EXERCISE INSTRUCTIONS: Whenever a line in the entries below contains the string "buckle", copy that line.
DATASET CONTENT Start Marker
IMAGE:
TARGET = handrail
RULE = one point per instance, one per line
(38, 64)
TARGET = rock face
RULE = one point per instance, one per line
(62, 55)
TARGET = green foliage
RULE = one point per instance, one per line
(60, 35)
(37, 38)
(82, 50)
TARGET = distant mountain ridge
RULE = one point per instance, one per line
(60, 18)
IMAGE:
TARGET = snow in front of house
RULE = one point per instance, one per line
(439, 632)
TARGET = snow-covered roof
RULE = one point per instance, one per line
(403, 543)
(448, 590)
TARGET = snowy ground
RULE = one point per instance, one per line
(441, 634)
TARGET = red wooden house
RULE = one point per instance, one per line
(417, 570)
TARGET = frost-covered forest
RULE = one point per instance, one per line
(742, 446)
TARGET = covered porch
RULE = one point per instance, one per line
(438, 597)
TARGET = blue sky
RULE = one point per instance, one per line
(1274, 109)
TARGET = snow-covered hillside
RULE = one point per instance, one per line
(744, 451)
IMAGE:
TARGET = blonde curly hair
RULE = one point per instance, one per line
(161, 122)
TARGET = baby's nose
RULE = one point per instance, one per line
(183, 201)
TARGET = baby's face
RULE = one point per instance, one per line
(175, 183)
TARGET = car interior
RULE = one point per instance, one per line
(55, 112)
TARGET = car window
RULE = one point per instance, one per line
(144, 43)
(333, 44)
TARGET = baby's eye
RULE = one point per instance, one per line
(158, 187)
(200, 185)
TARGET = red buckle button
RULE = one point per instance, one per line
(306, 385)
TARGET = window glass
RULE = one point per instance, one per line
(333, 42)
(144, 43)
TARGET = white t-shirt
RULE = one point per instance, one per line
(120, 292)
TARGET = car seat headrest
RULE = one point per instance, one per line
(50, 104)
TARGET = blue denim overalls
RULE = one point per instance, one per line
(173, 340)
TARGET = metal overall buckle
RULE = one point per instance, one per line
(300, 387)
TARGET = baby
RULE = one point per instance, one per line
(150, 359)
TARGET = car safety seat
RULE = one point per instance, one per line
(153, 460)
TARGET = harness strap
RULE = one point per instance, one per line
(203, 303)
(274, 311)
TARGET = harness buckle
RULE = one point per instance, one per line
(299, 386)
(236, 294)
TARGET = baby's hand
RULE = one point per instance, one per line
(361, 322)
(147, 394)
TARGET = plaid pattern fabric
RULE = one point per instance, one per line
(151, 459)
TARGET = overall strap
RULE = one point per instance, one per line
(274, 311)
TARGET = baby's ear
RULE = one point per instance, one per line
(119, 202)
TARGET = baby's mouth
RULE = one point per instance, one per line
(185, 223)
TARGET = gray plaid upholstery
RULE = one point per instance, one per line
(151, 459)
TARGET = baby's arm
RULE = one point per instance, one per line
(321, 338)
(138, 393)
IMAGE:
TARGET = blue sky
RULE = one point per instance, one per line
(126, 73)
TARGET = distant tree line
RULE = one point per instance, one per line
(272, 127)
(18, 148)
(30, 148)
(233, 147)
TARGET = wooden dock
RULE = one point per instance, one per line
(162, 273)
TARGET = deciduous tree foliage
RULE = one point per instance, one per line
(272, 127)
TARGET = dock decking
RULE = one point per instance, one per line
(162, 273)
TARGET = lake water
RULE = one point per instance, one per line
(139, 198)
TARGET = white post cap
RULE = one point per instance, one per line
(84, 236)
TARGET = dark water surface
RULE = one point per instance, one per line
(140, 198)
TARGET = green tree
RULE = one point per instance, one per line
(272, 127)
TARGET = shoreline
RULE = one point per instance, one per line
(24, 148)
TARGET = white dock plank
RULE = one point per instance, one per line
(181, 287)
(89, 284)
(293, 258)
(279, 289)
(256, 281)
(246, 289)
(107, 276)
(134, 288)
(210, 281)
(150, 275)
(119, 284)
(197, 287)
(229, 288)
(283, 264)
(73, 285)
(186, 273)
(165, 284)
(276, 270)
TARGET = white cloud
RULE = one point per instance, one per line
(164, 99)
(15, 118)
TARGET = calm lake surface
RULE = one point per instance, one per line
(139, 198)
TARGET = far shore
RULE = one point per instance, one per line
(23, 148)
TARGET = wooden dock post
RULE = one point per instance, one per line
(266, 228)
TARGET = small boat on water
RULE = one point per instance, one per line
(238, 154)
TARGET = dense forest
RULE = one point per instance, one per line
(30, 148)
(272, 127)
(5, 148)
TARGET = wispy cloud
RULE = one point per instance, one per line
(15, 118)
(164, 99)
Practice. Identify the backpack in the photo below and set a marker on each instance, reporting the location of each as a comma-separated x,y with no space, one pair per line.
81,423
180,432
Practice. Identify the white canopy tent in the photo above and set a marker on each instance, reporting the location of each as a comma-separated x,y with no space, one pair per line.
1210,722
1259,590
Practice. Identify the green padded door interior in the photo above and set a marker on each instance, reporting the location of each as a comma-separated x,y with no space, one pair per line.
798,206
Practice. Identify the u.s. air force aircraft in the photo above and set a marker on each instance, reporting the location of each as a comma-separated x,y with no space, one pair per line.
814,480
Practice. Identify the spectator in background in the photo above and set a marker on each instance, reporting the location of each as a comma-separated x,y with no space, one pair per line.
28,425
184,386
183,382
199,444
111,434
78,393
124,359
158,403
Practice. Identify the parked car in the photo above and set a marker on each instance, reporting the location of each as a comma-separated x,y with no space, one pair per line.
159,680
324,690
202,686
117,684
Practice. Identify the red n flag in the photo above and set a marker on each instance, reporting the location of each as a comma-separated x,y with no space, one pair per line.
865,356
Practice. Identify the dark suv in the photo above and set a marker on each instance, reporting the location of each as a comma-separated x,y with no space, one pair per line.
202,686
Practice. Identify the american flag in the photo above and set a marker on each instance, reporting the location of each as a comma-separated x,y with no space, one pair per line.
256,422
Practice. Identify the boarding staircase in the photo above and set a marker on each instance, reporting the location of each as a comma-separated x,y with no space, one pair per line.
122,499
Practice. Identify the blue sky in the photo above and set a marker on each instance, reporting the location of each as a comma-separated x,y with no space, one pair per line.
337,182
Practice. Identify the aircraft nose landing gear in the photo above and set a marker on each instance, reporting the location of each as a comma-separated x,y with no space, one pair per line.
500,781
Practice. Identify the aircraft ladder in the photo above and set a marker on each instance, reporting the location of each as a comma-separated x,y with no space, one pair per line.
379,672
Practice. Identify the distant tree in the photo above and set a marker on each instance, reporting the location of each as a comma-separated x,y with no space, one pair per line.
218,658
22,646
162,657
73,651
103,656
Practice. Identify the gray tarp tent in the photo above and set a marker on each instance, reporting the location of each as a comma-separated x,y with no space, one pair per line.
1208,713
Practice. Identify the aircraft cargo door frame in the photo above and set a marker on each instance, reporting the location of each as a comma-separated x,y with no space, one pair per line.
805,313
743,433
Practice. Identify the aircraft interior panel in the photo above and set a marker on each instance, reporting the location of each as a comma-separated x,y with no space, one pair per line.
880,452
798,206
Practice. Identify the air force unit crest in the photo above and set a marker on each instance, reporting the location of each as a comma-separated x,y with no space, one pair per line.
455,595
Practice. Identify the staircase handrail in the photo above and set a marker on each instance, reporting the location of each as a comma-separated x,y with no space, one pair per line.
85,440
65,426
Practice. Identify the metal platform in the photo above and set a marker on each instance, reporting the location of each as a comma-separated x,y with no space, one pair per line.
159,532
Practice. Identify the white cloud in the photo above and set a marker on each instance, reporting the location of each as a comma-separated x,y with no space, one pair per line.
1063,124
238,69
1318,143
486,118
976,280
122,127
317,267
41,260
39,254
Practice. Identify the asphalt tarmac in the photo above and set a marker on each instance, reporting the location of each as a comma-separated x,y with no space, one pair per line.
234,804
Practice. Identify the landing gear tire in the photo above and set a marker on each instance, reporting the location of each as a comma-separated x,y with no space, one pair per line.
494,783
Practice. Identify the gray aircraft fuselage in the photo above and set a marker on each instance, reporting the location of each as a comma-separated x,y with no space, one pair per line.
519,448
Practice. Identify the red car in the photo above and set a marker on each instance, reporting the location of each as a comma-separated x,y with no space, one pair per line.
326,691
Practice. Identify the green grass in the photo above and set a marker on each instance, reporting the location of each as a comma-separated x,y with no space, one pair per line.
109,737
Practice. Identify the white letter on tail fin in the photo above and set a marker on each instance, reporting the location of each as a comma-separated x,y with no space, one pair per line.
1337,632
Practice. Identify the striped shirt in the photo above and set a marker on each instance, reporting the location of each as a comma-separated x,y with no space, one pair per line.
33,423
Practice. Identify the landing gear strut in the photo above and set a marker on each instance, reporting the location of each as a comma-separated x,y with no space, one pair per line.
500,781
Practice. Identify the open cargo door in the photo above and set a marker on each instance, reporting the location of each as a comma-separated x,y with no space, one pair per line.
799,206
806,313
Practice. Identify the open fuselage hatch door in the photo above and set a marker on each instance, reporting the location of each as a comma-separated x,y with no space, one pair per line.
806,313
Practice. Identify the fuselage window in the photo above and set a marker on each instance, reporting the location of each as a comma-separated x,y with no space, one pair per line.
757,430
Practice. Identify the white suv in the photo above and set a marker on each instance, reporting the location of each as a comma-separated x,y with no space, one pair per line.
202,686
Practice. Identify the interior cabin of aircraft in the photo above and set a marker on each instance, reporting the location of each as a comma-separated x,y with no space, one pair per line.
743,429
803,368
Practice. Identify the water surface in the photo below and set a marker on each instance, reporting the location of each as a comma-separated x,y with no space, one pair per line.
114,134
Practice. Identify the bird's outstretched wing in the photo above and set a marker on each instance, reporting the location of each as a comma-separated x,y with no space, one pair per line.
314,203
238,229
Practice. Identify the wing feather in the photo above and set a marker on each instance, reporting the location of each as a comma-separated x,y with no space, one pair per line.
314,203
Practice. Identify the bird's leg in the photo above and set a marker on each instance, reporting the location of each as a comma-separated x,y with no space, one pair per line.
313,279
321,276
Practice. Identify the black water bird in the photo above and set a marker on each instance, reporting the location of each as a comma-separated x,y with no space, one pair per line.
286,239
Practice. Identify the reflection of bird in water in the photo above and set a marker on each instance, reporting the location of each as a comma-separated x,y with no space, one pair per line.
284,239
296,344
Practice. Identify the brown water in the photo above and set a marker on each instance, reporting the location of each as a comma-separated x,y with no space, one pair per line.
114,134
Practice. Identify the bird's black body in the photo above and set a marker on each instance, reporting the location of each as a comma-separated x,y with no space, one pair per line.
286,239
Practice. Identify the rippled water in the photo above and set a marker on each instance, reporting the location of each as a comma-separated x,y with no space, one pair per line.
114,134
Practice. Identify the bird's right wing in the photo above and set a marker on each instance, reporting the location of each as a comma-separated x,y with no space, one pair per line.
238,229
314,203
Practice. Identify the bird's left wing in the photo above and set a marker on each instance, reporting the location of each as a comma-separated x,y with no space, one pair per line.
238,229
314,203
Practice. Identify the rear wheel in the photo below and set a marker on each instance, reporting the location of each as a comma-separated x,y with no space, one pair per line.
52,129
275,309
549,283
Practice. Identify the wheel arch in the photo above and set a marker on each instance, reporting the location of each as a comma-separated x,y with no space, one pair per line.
DATASET CONTENT End Marker
WRITTEN REPLY:
TARGET = red buckle button
TARGET = metal overall buckle
TARGET = harness buckle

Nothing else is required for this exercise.